Texto de leitura >>
Visualização das frases

[1788-1790]. Carta de Nicolau de Santo Agostinho, padre, para Ana Vitória.

ResumoO autor escreve a Ana Vitória pedindo desculpas pela demora, justificando esta com os atrasos do correio por causa das condições meteorológicas e com o seu serviço de padre, que lhe deixava pouco tempo para a escrita.
Autor(es) Nicolau de Santo Agostinho
Destinatário(s) Ana Vitória            
De Portugal, Faro
Para Portugal, Setúbal
Contexto

O mestre frei Nicolau de Santo Agostinho foi acusado pela Inquisição de Lisboa por ter solicitado a Ana Vitória, a destinatária das suas 13 cartas. Neste processo, diz-se que o padre juntou por várias vezes a sua cara à de Ana Vitória e que também lhe apertara a mão (fl. 2r). Como estas ações eram feitas no confessionário, e como assim se comungava sem ter efetuado a confissão, chegariam estas para formar delito. A denúncia formal de Ana Vitória surge no fólio 3r e contém o seguinte (edição e pontuação normalizadas, abreviaturas expandidas): "Para satisfazer a Lei da Santa Inquisição denuncio o Padre Manuel Francisco Nicolau de Santo Agostinho Provincial de São Francisco, o qual no confessionário por vezes uniu a sua cara com a minha de propósito e me apertou a mão, mas não passou a mais. Eu, Ana Vitória, filha de António Pinto, marítimo, e vivo com meu pai em Setúbal, na freguesia de Nossa Senhora da Anunciada. 27 de junho de 1789...". Apesar de ser acusado naquele testemunho de Ana Vitória, nos interrogatórios (fl. 8r e seguintes) a religiosa afirma não desconfiar de segundas intenções nas sessões de confissão. Afirma também que o padre sempre se havia comportado respeitosa e honestamente, mesmo tendo estado a sós com ela diversas vezes. Comprova essa conduta, até porque no domínio privado da correspondência o padre demonstra ter para com ela um bom comportamento. Ana Vitória disse ter feito o documento por sentir que devia certificar-se de que aquela ação de juntar a cara não era ilícita (fl. 8v), depois de ter comentado este facto com outro frei e este lhe ter dito que deveria denunciar, mas que ele próprio não tinha má opinião das ações do frei Nicolau. Várias testemunhas no bairro do Troino, onde morava a solicitada, foram inquiridas e todas atestaram a boa-fé e conduta de Ana Vitória, pelo que a Inquisição acreditou na palavra da mesma. Cinco testemunhas ligadas à Ordem de São Francisco foram também inquiridas e todas elas atestam a boa-fé e conduta do mestre frei Nicolau de Santo Agostinho, alegando que apenas os religiosos mais dignos conseguiriam o cargo de vigário confessor das freiras do Convento de Jesus em Setúbal (fl. 45r). Segundo os dados de catalogação deste processo por parte dos serviços do Arquivo Nacional da Torre do Tombo, o documento está incompleto.

Listagem fornecida >>

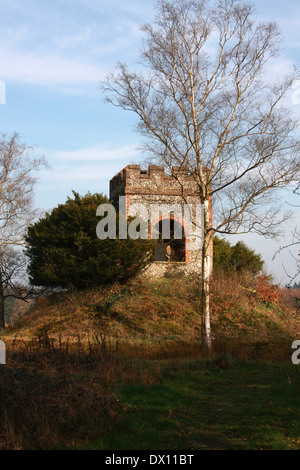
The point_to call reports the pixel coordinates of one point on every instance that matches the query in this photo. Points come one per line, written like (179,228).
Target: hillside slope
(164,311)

--

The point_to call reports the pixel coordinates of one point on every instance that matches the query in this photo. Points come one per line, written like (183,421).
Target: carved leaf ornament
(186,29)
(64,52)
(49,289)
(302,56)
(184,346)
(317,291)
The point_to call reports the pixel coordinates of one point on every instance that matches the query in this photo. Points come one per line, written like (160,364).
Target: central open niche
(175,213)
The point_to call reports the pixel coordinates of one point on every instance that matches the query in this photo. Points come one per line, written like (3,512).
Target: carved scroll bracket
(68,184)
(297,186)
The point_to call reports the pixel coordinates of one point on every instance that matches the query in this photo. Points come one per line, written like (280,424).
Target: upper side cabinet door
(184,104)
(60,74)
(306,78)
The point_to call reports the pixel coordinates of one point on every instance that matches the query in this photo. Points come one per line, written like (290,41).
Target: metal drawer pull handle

...

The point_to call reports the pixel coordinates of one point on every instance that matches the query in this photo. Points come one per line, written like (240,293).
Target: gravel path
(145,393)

Tarefa a realizar >>
Extraia, sem alterações, o trecho do texto sobre a carta de frei Nicolau que começa nas palavras "[1788-1790]. Carta de" e vai até às palavras "para a escrita.", inclusive.

Resolução do exercício >>
[1788-1790]. Carta de Nicolau de Santo Agostinho, padre, para Ana Vitória.

ResumoO autor escreve a Ana Vitória pedindo desculpas pela demora, justificando esta com os atrasos do correio por causa das condições meteorológicas e com o seu serviço de padre, que lhe deixava pouco tempo para a escrita.